_WHAT IS NEEDED:_
Only lines containing "post" are wanted from the data below. Copy those lines.

======== DATA EXCERPTS

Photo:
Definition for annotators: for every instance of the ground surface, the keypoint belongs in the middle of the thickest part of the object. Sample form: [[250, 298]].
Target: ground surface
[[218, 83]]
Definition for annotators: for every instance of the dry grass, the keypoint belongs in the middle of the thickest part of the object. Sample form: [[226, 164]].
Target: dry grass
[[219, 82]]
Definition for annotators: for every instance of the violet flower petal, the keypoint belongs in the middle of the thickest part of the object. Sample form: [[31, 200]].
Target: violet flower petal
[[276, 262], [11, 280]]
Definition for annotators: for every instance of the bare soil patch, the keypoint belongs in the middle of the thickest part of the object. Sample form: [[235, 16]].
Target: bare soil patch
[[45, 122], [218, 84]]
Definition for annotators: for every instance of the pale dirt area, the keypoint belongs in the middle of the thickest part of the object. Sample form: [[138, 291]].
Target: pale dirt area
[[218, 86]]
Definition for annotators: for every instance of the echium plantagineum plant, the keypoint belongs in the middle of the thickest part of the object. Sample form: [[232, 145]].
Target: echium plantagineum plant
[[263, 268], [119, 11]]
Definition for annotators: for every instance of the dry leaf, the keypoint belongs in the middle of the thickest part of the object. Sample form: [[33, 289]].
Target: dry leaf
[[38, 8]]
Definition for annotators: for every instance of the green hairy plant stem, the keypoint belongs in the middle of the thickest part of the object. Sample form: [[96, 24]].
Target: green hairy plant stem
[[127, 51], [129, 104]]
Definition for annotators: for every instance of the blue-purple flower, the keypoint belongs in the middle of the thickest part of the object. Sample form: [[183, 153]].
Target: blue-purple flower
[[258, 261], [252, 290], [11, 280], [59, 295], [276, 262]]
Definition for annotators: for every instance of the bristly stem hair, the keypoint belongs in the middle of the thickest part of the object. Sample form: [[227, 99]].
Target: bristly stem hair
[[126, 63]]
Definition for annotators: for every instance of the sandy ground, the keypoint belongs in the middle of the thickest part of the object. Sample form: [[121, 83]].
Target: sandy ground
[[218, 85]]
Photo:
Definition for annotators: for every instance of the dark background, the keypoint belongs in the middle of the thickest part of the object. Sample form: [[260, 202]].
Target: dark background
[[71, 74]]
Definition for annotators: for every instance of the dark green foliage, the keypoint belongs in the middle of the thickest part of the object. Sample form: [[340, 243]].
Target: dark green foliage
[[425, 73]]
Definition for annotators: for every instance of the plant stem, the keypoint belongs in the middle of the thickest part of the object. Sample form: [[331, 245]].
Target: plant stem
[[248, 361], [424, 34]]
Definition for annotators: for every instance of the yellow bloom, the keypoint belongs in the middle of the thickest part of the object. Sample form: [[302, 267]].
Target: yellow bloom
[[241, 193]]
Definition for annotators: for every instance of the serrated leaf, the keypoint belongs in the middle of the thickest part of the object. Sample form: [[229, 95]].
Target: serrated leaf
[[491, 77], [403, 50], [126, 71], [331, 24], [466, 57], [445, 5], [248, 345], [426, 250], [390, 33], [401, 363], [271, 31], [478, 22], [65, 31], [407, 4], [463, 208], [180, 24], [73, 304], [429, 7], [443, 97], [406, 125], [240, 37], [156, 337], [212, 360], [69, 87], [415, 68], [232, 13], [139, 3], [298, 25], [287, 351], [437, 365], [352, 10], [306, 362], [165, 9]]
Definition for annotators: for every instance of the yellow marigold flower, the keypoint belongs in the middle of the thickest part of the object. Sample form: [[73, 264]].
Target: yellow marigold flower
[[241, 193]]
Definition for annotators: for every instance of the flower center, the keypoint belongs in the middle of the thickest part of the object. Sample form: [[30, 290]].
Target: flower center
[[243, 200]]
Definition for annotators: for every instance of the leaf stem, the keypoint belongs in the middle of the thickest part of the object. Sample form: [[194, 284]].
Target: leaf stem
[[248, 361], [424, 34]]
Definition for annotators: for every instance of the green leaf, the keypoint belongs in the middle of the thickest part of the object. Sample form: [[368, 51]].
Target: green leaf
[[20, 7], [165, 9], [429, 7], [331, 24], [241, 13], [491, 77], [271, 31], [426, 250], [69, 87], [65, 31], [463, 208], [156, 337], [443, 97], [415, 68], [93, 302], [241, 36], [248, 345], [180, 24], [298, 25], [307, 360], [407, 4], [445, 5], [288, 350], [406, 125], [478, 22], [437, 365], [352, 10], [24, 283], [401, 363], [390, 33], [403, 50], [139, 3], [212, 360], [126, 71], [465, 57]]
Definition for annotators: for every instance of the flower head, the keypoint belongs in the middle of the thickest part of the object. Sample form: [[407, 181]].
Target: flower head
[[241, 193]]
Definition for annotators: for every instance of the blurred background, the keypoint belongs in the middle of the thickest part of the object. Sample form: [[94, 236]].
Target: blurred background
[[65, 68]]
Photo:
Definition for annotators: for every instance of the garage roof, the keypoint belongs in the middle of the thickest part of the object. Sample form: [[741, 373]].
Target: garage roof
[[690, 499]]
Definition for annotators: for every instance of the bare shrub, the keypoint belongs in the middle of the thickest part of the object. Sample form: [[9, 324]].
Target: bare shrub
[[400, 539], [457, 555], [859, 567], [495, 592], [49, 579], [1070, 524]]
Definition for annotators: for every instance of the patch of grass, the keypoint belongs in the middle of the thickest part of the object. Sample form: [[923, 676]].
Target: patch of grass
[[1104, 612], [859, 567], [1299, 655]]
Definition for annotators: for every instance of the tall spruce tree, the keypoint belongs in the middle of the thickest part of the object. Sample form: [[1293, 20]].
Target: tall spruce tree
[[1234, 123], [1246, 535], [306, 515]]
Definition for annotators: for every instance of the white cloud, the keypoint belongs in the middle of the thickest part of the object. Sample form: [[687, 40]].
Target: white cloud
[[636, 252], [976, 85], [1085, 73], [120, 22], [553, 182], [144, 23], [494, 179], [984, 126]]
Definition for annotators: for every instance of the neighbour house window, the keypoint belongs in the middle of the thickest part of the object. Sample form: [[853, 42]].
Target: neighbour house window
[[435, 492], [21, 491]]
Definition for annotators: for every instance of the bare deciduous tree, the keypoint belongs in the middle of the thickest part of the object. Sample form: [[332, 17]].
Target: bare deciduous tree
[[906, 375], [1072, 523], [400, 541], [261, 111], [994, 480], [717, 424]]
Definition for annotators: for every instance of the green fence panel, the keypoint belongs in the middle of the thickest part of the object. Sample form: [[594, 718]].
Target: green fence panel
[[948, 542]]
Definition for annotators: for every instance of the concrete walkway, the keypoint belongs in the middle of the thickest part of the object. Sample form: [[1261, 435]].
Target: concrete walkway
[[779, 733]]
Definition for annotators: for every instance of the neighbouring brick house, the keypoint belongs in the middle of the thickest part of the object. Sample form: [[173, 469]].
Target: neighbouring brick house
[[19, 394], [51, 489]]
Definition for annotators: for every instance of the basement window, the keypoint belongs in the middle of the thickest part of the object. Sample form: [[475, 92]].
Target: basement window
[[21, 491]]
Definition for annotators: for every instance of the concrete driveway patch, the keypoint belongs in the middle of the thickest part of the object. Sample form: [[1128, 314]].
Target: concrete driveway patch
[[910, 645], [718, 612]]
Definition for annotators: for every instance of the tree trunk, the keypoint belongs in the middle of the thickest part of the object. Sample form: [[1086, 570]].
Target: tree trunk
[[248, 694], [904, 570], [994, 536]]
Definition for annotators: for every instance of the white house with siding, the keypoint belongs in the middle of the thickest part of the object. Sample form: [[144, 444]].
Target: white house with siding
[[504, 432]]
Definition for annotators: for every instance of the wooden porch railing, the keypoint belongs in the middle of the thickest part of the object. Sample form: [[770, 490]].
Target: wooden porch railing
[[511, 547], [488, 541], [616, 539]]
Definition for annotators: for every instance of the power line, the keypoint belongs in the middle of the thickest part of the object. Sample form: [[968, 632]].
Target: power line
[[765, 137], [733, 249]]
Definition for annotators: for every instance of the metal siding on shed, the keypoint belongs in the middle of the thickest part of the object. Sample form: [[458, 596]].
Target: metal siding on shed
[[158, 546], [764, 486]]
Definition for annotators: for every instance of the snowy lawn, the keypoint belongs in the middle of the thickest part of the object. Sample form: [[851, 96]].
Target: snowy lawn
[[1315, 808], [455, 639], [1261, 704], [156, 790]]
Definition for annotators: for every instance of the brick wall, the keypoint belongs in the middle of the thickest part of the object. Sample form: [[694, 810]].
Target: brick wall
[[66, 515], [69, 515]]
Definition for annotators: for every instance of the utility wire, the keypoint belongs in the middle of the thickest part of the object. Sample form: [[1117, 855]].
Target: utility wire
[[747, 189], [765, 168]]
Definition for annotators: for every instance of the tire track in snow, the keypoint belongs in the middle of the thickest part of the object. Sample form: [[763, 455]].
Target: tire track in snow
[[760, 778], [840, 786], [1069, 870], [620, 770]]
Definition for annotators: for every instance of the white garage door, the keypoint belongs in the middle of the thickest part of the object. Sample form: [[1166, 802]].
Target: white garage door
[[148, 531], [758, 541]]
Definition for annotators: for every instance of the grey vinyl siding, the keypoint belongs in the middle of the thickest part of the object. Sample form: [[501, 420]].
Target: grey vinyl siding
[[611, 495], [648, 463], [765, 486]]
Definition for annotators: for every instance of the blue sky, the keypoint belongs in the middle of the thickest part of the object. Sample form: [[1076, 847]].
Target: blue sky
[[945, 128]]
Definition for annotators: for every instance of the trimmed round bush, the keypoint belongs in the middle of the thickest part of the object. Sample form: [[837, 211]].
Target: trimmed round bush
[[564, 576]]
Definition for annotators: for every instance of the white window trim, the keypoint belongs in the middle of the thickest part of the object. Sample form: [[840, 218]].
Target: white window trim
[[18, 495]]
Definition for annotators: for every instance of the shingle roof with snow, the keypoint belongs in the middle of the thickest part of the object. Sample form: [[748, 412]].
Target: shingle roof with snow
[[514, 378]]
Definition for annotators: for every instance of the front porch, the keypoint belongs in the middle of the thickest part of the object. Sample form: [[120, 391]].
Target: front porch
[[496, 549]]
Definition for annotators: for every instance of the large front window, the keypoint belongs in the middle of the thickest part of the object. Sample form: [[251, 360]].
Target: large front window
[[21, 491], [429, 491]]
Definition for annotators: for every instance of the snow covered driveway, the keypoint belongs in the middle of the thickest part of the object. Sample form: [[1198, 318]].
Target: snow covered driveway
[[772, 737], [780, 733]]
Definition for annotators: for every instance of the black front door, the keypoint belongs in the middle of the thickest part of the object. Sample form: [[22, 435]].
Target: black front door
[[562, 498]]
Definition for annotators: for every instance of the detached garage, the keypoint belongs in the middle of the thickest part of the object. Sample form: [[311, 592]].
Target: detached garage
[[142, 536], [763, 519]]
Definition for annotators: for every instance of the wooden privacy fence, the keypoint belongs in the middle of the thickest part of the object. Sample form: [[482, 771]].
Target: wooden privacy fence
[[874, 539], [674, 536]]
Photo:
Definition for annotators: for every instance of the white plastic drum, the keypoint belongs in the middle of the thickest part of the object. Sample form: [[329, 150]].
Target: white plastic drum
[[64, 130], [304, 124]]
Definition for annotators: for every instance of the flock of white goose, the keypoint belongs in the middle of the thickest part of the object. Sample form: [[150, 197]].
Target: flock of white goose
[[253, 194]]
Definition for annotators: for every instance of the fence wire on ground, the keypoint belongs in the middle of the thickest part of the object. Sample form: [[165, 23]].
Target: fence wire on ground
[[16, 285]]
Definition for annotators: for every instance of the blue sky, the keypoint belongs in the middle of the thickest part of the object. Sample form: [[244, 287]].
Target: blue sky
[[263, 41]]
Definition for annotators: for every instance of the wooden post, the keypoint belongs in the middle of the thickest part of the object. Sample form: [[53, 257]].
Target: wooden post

================

_WRITTEN RESPONSE:_
Definition for annotators: for every instance of the wooden post, the keypoint belongs in the middle of the thickest part of the object. Sample form: [[53, 257]].
Target: wooden post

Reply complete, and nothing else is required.